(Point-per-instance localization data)
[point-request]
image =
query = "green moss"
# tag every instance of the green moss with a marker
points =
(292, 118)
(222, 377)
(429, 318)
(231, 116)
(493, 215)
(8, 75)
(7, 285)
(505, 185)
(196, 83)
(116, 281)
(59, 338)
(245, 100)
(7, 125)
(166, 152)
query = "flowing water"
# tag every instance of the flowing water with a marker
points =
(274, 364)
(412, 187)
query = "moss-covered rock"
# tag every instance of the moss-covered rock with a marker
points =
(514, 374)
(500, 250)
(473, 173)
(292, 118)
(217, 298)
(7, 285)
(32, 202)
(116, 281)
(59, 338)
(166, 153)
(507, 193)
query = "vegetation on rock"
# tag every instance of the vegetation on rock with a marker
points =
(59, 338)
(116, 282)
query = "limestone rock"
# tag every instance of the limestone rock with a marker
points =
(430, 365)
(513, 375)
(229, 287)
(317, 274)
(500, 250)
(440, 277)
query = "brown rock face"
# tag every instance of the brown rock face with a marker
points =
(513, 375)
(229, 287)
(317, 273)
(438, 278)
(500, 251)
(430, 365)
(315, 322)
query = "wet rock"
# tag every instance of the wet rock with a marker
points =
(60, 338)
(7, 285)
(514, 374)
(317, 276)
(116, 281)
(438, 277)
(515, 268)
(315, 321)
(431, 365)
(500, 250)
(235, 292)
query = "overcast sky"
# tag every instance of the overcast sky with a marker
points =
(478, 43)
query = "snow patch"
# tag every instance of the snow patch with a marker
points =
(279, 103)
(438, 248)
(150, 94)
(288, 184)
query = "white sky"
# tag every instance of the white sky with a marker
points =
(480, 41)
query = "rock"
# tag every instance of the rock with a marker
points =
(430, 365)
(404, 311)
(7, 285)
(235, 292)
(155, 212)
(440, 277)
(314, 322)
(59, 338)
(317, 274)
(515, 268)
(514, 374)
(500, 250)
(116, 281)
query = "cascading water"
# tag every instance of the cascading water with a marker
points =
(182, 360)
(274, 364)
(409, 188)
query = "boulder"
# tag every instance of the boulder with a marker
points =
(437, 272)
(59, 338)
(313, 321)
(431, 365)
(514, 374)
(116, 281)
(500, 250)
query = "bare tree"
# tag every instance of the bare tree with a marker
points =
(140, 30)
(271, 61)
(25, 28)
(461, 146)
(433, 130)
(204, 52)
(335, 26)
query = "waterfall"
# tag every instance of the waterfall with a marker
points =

**REQUIRED ACTION:** Keeping each word as it stands, transcribe every entry.

**EXERCISE OUTPUT:**
[point-request]
image =
query = "green moss"
# tag every instance of the green moss with a marker
points =
(292, 118)
(222, 377)
(429, 318)
(231, 116)
(493, 215)
(8, 75)
(7, 285)
(505, 185)
(196, 83)
(116, 281)
(59, 338)
(245, 100)
(7, 125)
(166, 152)
query = "flowing water"
# tag every instance of the flowing water with a marker
points =
(274, 364)
(412, 187)
query = "moss-covered rock"
# tag every instance of the moss-covered rock with a marker
points =
(514, 374)
(500, 250)
(473, 173)
(292, 118)
(217, 298)
(7, 285)
(32, 202)
(116, 281)
(59, 338)
(166, 153)
(507, 193)
query = "vegetation on rock"
# tag every instance of the vegetation on rock with a marker
points =
(59, 338)
(116, 282)
query = "limestone rock"
# tag every instance of the limestone rock with a marker
points =
(430, 365)
(513, 375)
(229, 287)
(317, 274)
(500, 250)
(440, 277)
query = "brown rock face"
# tag every instance of the brown rock face with a marker
points =
(513, 375)
(229, 287)
(317, 273)
(438, 278)
(500, 251)
(430, 365)
(315, 322)
query = "wet rock"
# tag every instance of the wet rock with a marker
points =
(60, 338)
(7, 285)
(514, 374)
(317, 276)
(116, 281)
(438, 277)
(515, 268)
(315, 321)
(431, 365)
(500, 250)
(235, 292)
query = "overcast sky"
# tag every instance of the overcast sky with a marker
points =
(478, 43)
query = "snow patch"
# tag every instance of the snow patch with a marker
points =
(279, 103)
(438, 248)
(150, 94)
(288, 184)
query = "white sky"
# tag every instance of the white sky with a marker
points =
(480, 41)
query = "rock"
# tag every instance of the rock with a marker
points =
(430, 365)
(404, 311)
(7, 285)
(235, 292)
(155, 212)
(440, 277)
(314, 322)
(59, 338)
(317, 274)
(515, 268)
(514, 374)
(500, 250)
(116, 281)
query = "cascading water"
# tag every instance of the cascading water with a marker
points =
(182, 360)
(274, 364)
(409, 188)
query = "boulder"
# tag every instance of the boulder with a marker
points =
(437, 272)
(59, 338)
(313, 321)
(431, 365)
(514, 374)
(116, 281)
(500, 250)
query = "bare tree"
# tag every instance of the bare tree with a marker
points =
(140, 30)
(271, 61)
(25, 28)
(461, 146)
(433, 130)
(204, 52)
(335, 26)
query = "waterfall"
# tag every instance of the waterfall with a marker
points =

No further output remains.